Source extract →
==============================
Living up to his reputation as the “Soldier of Democracy”, Mr. Touré’s Cabinet included Mali’s first woman Prime Minister and two journalists! Mr. Touré was also a pillar of support in the restoration of civilian democratic rule in Niger
Mali remains one of the world’s poorest countries and currently ranks in the bottom five of the UN Human Development index. Sixty-five per cent of its land area is desert or semi-desert and it has a highly unequal distribution of income. Most of her economic activities centre around the riverine area irrigated by the River Niger, with 80 per cent of the country’s labour force engaged in farming and fishing. Ten per cent of the population is nomadic.
The country’s main exports are gold and cotton; Mali is extremely vulnerable to world price fluctuations.
The country is currently implementing a World Bank prescribed structural adjustment programmes as it seeks to diversify her economy, with what observers say have been tangible results.
The continued unrest in Cote d’Ivoire has negatively affected growth prospects though, for the landlocked country, but Mali is now building a road network that will connect it to adjacent countries, in addition to a railway line to Senegal.
Mali suffers from extremely high rates of poverty, however, Mali has made significant progress to reduce household poverty since 2002
Mali has been in the limelight as a drug peddlers and child-trafficking haven. The nation has however taken strong measure to rein this in and in November 2011 relocated 104 Nigerian citizens suspected of being made to work as ‘sexual slaves’
Relations with the US are positive and Mali is a small market for trade and investment
Mali’s 51st independence day was marked by Mr. Touré inauguration of the third bridge of Bamako, called The China-Mali Friendship Bridge, the biggest project of this nature in West Africa
What to see
Bamako is rich in history and visiting museums is essential to learn about the culture. With civilisation dating back 150,000 years. It is one of the few areas on the planet that can claim such an ancient history.
==============================
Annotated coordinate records
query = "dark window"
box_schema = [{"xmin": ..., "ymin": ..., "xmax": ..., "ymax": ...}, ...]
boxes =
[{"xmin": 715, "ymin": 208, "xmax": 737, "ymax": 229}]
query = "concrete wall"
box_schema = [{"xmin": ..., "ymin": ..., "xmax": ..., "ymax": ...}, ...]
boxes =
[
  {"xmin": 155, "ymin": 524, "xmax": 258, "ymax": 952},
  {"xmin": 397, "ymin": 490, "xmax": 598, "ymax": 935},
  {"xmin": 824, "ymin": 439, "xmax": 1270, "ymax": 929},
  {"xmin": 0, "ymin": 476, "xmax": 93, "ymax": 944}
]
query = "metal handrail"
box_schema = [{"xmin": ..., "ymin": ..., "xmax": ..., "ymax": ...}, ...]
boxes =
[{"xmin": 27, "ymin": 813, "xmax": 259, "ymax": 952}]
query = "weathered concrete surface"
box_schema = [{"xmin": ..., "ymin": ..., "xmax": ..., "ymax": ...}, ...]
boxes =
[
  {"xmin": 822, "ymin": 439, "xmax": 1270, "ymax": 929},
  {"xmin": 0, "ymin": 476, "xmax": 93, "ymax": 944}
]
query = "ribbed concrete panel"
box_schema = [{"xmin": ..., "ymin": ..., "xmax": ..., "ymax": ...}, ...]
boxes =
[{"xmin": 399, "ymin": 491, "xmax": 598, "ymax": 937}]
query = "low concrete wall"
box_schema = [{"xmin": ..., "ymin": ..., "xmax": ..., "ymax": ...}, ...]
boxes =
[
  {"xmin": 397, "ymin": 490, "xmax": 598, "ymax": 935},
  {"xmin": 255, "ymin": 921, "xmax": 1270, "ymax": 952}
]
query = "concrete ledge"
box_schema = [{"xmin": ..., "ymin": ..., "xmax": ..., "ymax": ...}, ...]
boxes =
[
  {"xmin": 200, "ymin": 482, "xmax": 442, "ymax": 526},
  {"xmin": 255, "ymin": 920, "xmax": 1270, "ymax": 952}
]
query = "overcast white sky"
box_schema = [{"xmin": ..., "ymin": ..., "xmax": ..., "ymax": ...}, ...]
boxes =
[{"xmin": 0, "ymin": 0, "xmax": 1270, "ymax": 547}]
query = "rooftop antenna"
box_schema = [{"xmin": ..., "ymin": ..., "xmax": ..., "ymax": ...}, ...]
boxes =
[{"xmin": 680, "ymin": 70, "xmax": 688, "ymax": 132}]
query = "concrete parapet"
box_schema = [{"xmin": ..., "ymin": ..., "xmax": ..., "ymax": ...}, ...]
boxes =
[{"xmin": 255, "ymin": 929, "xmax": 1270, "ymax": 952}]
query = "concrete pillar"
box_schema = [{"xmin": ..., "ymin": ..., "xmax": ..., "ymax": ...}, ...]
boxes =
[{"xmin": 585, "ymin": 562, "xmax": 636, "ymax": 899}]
==============================
Required actions →
1. Using the passage on Mali, decide whether each statement agrees with it: (a) Sixty-five percent of Mali's land area is desert or semi-desert. (b) Mali's main exports are oil and cotton. (c) Twenty percent of Mali's population is nomadic. For each, answer yes or no and quote the words from the passage that settle it.
2. Carry on the passage on Mali, picking up right after its final sentence.

Answers to the exercise →
1.
(a) Yes: "Sixty-five per cent of its land area is desert or semi-desert"
(b) No: "The country’s main exports are gold and cotton"
(c) No: "Ten per cent of the population is nomadic."

2.
Malanese National Museum: opened in 1953 by the French and features anthropological, archaeological exhibits, Malanese art and changing, special exhibits. Also the Bamako Regional Museum
Tomb of Askia: Located in Gao, the late 15th century pyramidal tomb and mosque were built by Askia Mohamed for the emperors of the Songhai empire. A World Heritage site
Djinguereber Mosque: Located in Timbuktu, this mosque was built in 1325 and housed what was then the largest library in the world.
Bandiagara Cliffs (Dogon Country): The 150km-long sandstone escarpment has served as home to the Dogon people, believed to be one of the oldest surviving African cultures.
Soccer is the sport most followed in Mali
Famous Sportsmen and Sportswomen
Salif Keita: Malian football (soccer) player and the first recipient of the African Player of the Year award in 1970. Keita symbolised independent Africa’s football passion and prowess.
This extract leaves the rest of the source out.